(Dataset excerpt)
• • • •

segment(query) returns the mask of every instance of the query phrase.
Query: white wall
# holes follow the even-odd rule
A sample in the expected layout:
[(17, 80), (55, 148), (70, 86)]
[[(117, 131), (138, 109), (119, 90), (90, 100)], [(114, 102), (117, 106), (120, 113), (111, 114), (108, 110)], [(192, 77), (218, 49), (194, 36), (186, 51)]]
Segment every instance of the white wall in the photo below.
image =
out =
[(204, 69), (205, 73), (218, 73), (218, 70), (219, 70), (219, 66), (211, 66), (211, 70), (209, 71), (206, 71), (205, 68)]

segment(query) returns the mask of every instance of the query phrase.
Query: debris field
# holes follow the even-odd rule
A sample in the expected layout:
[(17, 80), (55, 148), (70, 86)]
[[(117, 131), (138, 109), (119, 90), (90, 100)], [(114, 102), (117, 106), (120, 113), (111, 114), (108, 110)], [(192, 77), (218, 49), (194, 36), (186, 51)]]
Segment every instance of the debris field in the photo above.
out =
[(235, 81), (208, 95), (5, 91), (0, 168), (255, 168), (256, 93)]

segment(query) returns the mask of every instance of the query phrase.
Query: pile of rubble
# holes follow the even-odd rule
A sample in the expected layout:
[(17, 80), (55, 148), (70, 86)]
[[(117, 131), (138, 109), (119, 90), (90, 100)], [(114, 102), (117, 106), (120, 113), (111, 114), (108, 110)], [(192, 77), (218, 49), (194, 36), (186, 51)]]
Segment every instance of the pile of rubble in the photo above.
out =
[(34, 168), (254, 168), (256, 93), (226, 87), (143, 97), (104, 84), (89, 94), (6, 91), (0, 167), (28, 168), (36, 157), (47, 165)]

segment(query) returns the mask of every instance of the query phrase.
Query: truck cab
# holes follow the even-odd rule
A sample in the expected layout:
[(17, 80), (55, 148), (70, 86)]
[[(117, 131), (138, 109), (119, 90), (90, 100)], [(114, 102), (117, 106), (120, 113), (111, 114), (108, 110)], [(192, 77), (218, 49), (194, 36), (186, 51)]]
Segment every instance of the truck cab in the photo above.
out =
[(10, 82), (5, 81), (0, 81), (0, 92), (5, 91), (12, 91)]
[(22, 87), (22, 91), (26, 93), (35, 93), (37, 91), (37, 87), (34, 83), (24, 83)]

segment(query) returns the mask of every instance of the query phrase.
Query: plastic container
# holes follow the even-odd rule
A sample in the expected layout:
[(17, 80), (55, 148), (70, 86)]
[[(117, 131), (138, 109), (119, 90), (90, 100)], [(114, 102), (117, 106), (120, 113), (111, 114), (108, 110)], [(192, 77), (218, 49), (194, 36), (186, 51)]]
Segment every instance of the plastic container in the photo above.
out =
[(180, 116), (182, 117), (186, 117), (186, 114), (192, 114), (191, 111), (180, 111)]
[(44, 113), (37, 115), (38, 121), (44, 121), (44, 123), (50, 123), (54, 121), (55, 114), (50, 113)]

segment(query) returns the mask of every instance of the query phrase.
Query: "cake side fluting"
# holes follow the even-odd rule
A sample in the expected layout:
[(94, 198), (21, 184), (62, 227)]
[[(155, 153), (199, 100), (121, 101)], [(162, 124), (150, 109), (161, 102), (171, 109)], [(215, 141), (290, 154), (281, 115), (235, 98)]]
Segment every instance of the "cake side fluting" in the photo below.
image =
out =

• • • •

▸ Task prompt:
Lay out all the records above as a JSON list of strings, one string per line, with blank lines omitted.

▸ Response:
[
  "segment(query) returns the mask of every instance of the query phrase.",
  "Query: white wall",
  "# holes follow the even-odd rule",
  "A sample in the expected layout:",
  "[(17, 80), (55, 148), (70, 86)]",
  "[[(117, 131), (138, 109), (119, 90), (90, 100)], [(114, 102), (117, 106), (120, 113), (111, 114), (108, 110)], [(192, 77), (218, 49), (194, 36), (186, 51)]]",
  "Segment every instance of the white wall in the photo below.",
  "image =",
  "out =",
  "[(204, 69), (205, 73), (218, 73), (218, 70), (219, 70), (219, 66), (211, 66), (211, 70), (209, 71), (206, 71), (205, 68)]",
  "segment(query) returns the mask of every instance of the query phrase.",
  "Query: debris field",
  "# holes follow the even-odd rule",
  "A sample in the expected layout:",
  "[(17, 80), (55, 148), (70, 86)]",
  "[[(117, 131), (138, 109), (119, 90), (90, 100)], [(114, 102), (117, 106), (120, 113), (111, 114), (108, 110)], [(192, 77), (218, 49), (194, 36), (186, 51)]]",
  "Segment every instance of the debris field in the photo above.",
  "out =",
  "[(235, 81), (208, 95), (5, 91), (0, 168), (255, 168), (256, 93)]",
  "segment(query) returns the mask of every instance of the query phrase.",
  "Query: pile of rubble",
  "# holes follow the even-odd rule",
  "A sample in the expected layout:",
  "[(17, 80), (55, 148), (70, 86)]",
  "[[(117, 131), (138, 109), (119, 90), (90, 100)], [(114, 102), (117, 106), (120, 113), (111, 114), (108, 110)], [(192, 77), (218, 49), (194, 36), (186, 51)]]",
  "Segment every instance of the pile of rubble in the photo above.",
  "out =",
  "[(34, 168), (254, 168), (256, 93), (226, 87), (143, 97), (104, 84), (89, 94), (6, 91), (0, 167), (28, 168), (36, 157), (47, 165)]",
  "segment(query) returns the mask of every instance of the query phrase.",
  "Query: truck cab",
  "# holes follow the even-odd rule",
  "A sample in the expected layout:",
  "[(17, 80), (55, 148), (70, 86)]",
  "[[(117, 131), (138, 109), (119, 90), (90, 100)], [(114, 102), (117, 106), (120, 113), (111, 114), (108, 110)], [(192, 77), (218, 49), (194, 36), (186, 51)]]",
  "Segment every instance of the truck cab in the photo above.",
  "out =",
  "[(10, 82), (5, 81), (0, 81), (0, 92), (5, 91), (12, 91)]",
  "[(22, 87), (22, 91), (26, 93), (35, 93), (37, 91), (37, 87), (34, 83), (24, 83)]",
  "segment(query) returns the mask of every instance of the query phrase.",
  "Query: plastic container",
  "# holes follow the even-odd rule",
  "A sample in the expected layout:",
  "[(17, 80), (55, 148), (70, 86)]",
  "[[(117, 131), (138, 109), (119, 90), (90, 100)], [(114, 102), (117, 106), (120, 113), (111, 114), (108, 110)], [(192, 77), (218, 49), (194, 36), (186, 51)]]",
  "Segment every instance of the plastic container in the photo above.",
  "out =",
  "[(180, 116), (182, 117), (186, 117), (186, 114), (192, 114), (191, 111), (180, 111)]",
  "[(44, 113), (37, 115), (38, 121), (44, 121), (44, 123), (50, 123), (54, 121), (55, 114), (50, 113)]",
  "segment(query) returns the mask of every instance of the query phrase.",
  "Query: \"cake side fluting\"",
  "# holes follow the even-odd rule",
  "A sample in the expected layout:",
  "[(94, 198), (21, 184), (62, 227)]",
  "[[(155, 153), (199, 100), (121, 101)], [(162, 124), (150, 109), (161, 102), (171, 109)], [(215, 141), (290, 154), (281, 115), (235, 98)]]",
  "Segment every instance of the \"cake side fluting\" in the photo below.",
  "image =",
  "out ="
]